* PROBLEM STATEMENT *
Count the lines in the records below that contain the string "plate", treating uppercase and lowercase as different. Give only the number.

* RECORDS SHOWN *
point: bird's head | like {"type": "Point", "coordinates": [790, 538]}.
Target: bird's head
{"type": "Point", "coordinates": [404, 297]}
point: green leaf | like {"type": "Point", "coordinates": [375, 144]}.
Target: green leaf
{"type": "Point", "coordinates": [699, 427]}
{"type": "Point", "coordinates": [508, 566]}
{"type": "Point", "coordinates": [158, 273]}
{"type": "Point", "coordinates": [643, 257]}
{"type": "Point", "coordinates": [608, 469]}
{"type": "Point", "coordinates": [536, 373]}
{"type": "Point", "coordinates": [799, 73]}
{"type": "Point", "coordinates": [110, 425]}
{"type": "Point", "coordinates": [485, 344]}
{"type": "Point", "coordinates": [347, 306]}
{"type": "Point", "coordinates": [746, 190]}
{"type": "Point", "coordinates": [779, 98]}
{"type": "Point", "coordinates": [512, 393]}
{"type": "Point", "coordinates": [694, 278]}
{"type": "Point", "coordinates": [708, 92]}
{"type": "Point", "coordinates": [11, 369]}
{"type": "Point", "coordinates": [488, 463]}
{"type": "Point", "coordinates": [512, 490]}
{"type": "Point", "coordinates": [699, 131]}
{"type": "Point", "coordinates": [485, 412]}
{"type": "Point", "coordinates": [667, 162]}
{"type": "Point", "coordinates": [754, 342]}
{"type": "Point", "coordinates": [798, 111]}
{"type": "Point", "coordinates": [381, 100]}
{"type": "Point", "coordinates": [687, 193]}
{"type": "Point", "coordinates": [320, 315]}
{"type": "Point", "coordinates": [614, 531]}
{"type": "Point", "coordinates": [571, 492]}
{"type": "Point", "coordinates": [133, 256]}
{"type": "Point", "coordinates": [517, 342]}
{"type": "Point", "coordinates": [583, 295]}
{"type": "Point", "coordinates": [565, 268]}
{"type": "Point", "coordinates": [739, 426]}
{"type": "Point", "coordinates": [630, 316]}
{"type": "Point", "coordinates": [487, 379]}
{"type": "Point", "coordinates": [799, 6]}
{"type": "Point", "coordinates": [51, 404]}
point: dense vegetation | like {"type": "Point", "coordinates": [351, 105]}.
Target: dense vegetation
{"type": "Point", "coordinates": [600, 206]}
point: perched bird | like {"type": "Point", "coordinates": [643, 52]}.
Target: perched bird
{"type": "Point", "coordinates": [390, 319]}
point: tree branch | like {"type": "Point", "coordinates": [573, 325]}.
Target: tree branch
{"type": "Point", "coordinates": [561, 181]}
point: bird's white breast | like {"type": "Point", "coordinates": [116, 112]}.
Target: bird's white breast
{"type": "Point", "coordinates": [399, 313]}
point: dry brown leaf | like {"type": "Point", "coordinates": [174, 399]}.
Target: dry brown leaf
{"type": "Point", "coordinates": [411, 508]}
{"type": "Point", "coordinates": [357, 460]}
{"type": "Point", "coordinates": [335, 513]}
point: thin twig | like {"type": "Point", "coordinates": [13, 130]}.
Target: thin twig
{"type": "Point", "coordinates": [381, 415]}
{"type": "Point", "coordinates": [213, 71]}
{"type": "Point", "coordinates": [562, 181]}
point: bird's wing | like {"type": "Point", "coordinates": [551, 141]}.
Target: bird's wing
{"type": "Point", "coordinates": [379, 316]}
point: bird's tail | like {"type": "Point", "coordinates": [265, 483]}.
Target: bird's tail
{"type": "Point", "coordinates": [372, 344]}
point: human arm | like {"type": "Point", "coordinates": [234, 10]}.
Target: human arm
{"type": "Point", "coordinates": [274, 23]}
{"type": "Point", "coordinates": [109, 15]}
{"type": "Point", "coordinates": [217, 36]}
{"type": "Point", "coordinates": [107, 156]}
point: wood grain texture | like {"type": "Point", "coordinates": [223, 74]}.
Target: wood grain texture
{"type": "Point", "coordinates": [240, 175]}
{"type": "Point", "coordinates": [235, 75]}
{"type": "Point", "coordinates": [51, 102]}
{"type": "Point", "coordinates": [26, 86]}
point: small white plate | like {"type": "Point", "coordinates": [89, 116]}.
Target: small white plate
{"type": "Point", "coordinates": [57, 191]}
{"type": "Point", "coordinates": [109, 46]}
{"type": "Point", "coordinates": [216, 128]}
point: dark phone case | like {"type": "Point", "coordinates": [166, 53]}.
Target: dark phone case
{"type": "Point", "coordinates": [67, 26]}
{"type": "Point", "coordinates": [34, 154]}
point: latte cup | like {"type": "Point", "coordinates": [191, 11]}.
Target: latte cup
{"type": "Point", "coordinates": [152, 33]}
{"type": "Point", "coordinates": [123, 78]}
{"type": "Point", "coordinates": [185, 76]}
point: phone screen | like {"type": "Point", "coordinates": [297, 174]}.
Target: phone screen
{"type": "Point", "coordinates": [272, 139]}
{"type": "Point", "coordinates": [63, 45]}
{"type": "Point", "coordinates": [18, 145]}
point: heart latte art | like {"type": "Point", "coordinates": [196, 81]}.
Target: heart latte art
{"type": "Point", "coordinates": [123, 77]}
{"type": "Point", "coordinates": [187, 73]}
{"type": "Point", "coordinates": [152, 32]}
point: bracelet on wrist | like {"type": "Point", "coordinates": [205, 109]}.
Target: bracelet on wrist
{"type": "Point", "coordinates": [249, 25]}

--

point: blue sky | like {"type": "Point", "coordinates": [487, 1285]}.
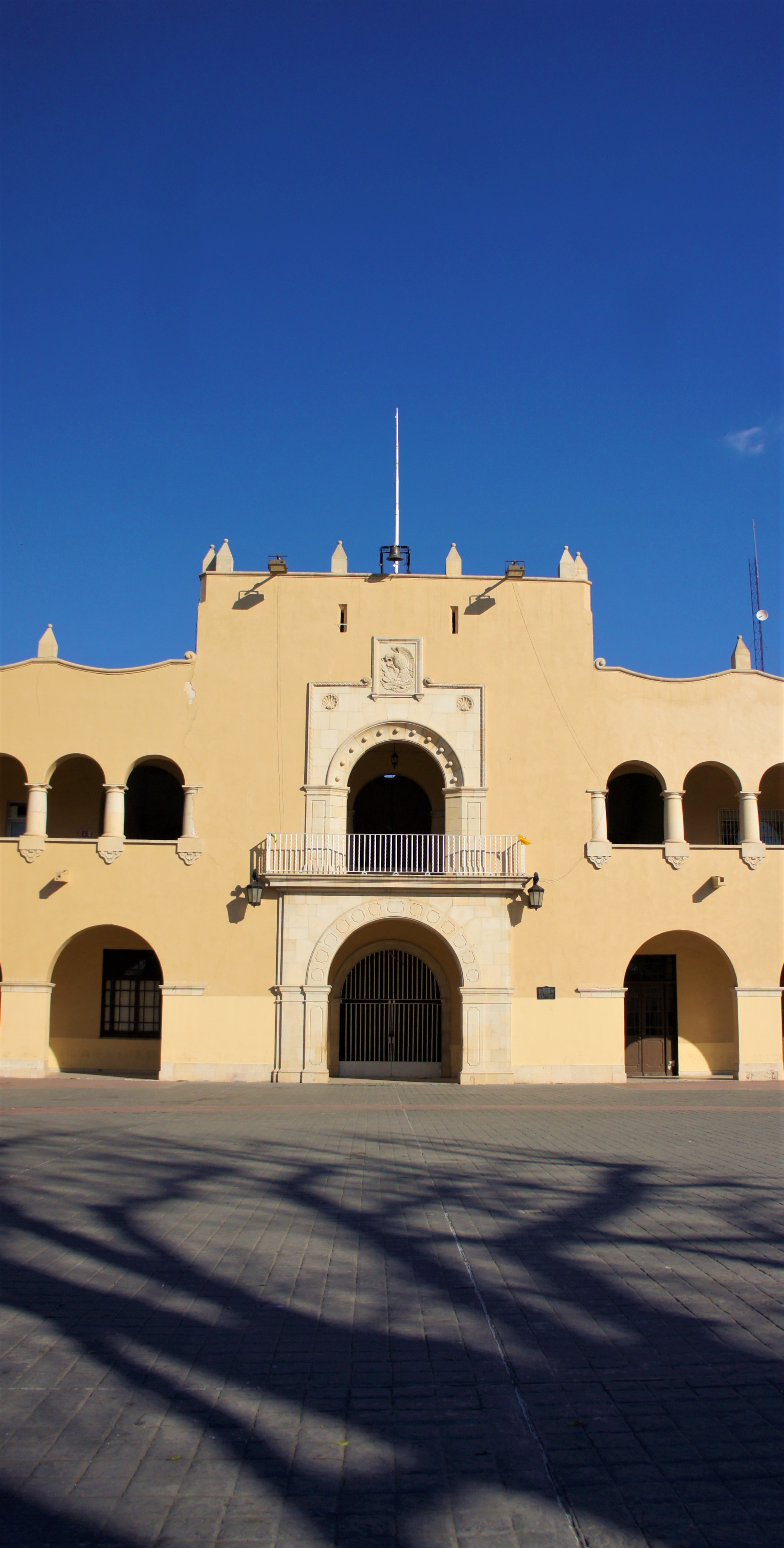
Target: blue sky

==

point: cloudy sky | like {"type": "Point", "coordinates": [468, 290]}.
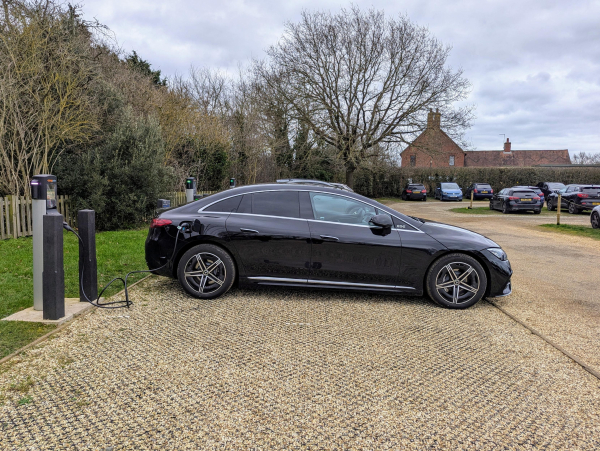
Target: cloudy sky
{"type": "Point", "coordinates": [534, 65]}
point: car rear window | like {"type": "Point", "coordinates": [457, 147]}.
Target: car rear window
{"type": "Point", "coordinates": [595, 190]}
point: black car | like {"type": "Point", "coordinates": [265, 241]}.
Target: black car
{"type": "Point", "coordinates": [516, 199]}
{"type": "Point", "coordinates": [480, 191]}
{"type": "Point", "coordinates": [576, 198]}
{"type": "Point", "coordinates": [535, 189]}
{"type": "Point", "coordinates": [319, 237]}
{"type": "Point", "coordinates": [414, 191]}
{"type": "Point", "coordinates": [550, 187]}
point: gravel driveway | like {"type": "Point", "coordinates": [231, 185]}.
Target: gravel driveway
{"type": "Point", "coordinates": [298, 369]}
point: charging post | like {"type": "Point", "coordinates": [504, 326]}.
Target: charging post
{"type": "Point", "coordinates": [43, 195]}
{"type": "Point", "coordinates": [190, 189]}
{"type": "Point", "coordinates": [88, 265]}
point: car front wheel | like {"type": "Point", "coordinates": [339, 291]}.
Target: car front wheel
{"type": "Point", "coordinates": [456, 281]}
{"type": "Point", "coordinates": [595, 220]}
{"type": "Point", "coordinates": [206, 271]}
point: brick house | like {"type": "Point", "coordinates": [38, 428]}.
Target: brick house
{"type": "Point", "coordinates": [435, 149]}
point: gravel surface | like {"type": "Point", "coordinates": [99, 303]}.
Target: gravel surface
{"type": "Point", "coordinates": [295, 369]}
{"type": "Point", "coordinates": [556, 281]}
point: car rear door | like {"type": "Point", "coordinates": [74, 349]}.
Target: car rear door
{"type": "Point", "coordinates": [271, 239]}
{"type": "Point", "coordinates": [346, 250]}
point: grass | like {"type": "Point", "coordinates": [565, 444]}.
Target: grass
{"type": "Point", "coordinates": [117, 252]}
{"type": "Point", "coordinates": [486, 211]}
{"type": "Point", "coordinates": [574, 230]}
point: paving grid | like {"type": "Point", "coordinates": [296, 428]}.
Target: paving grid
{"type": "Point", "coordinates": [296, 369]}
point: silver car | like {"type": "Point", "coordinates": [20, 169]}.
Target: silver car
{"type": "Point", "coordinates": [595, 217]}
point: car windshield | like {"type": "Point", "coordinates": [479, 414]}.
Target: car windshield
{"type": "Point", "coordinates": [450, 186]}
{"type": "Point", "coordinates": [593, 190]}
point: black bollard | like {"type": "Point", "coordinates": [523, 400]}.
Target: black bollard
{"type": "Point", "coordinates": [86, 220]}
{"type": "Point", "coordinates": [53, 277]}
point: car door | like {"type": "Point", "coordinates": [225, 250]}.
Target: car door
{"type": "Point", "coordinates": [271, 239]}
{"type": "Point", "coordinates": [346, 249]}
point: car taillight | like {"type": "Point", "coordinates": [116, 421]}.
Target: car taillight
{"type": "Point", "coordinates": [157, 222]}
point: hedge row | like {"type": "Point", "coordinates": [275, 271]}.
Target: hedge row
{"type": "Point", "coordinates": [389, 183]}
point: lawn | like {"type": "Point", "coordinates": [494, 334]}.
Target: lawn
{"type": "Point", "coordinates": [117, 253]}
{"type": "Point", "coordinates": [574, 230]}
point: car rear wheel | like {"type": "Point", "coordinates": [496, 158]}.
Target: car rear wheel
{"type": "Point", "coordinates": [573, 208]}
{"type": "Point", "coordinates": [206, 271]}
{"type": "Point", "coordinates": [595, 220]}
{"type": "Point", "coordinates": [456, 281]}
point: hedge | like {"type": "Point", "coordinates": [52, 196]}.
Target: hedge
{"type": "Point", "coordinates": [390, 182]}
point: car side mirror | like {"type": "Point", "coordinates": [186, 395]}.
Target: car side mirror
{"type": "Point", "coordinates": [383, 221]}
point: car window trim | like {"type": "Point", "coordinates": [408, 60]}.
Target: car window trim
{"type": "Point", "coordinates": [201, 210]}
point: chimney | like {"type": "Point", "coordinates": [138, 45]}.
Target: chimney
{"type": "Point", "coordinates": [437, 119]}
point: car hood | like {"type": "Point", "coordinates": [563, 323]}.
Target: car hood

* RESULT OF THIS TASK *
2